**TASK DETAILS**
Could you set down exactly the lines in the records below between the line holding "locate: lush slush" and the line holding "locate: white and", inclusive?

>>

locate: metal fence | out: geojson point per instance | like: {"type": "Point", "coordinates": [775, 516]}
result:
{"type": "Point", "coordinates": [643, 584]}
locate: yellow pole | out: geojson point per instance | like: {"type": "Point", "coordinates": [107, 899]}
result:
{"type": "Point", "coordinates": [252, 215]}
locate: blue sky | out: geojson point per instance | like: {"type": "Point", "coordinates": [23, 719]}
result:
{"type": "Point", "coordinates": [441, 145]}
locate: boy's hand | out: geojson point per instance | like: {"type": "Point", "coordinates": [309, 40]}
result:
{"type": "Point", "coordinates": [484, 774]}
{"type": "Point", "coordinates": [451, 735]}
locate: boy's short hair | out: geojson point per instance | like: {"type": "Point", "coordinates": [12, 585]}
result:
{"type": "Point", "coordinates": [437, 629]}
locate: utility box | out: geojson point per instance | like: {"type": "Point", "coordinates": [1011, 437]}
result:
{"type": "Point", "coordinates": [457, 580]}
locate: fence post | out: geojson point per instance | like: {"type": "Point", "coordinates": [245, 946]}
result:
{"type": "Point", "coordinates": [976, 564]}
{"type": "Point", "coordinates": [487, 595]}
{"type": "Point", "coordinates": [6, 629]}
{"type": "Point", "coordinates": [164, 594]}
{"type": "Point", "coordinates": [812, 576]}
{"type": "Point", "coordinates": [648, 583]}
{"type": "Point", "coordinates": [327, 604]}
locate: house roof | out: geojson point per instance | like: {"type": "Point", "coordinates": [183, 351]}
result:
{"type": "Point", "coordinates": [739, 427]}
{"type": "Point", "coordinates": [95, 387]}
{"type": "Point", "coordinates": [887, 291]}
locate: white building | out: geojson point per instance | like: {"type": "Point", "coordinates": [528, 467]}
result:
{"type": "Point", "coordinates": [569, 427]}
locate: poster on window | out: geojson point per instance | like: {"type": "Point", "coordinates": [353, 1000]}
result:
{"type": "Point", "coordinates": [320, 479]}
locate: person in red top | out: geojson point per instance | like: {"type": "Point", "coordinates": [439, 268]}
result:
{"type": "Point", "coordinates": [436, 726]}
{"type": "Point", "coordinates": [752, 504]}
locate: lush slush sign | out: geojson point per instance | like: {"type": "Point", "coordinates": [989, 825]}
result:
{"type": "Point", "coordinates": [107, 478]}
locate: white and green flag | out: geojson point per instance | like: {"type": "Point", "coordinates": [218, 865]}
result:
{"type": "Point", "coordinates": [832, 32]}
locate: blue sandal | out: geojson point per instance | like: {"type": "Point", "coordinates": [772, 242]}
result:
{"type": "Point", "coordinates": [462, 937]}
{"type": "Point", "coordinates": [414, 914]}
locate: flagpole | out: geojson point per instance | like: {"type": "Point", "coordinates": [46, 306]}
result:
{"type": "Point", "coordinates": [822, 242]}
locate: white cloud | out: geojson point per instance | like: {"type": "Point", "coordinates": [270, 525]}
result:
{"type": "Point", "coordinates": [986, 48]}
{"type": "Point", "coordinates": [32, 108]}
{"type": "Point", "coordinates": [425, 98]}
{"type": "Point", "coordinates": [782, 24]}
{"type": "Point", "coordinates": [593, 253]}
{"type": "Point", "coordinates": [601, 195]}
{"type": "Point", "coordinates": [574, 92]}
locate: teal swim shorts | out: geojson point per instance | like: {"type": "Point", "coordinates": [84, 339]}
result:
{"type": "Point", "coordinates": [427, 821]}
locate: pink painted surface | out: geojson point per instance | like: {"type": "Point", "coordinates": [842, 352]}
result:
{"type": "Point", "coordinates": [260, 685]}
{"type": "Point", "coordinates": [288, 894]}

<<
>>

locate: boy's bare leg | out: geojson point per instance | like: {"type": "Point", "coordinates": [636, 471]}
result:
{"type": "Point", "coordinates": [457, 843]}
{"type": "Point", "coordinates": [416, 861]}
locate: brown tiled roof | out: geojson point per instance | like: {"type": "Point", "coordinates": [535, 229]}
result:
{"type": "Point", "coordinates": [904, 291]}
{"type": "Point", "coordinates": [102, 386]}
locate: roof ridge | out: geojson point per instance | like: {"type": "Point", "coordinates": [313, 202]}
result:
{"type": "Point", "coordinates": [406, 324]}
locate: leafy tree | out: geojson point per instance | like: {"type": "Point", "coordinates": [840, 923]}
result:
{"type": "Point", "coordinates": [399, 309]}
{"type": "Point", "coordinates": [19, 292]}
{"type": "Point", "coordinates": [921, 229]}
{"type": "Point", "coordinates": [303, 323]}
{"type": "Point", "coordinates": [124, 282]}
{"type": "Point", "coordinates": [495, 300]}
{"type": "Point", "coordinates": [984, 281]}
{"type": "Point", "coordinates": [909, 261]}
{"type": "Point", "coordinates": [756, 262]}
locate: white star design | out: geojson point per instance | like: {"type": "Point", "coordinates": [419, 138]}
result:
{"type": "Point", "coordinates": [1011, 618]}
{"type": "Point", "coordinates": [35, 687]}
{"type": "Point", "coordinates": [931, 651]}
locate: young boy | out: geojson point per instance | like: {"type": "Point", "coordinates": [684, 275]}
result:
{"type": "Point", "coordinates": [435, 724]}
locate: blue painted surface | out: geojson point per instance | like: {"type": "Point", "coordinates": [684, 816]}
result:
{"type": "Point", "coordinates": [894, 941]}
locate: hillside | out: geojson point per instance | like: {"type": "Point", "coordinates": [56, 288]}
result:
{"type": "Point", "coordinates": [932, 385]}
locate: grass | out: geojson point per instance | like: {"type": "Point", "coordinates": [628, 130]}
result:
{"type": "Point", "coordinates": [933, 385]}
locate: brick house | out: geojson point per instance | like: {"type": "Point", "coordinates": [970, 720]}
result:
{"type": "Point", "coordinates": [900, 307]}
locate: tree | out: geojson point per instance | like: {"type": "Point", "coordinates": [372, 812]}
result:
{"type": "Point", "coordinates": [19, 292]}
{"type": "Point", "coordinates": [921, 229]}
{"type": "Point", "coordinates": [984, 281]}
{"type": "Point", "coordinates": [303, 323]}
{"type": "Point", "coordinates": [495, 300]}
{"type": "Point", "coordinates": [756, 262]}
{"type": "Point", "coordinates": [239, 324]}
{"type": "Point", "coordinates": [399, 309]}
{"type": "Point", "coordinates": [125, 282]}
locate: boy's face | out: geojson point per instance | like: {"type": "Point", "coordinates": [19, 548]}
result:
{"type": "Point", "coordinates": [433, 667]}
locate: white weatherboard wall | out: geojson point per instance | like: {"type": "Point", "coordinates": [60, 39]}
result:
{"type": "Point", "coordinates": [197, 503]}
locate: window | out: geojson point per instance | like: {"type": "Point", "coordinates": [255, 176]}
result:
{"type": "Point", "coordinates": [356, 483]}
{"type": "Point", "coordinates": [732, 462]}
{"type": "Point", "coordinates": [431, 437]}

<<

**OUTPUT**
locate: lush slush sign | out: geojson point per instance | like: {"type": "Point", "coordinates": [989, 825]}
result:
{"type": "Point", "coordinates": [107, 478]}
locate: white and green flag | out: geojson point per instance | like: {"type": "Point", "coordinates": [218, 865]}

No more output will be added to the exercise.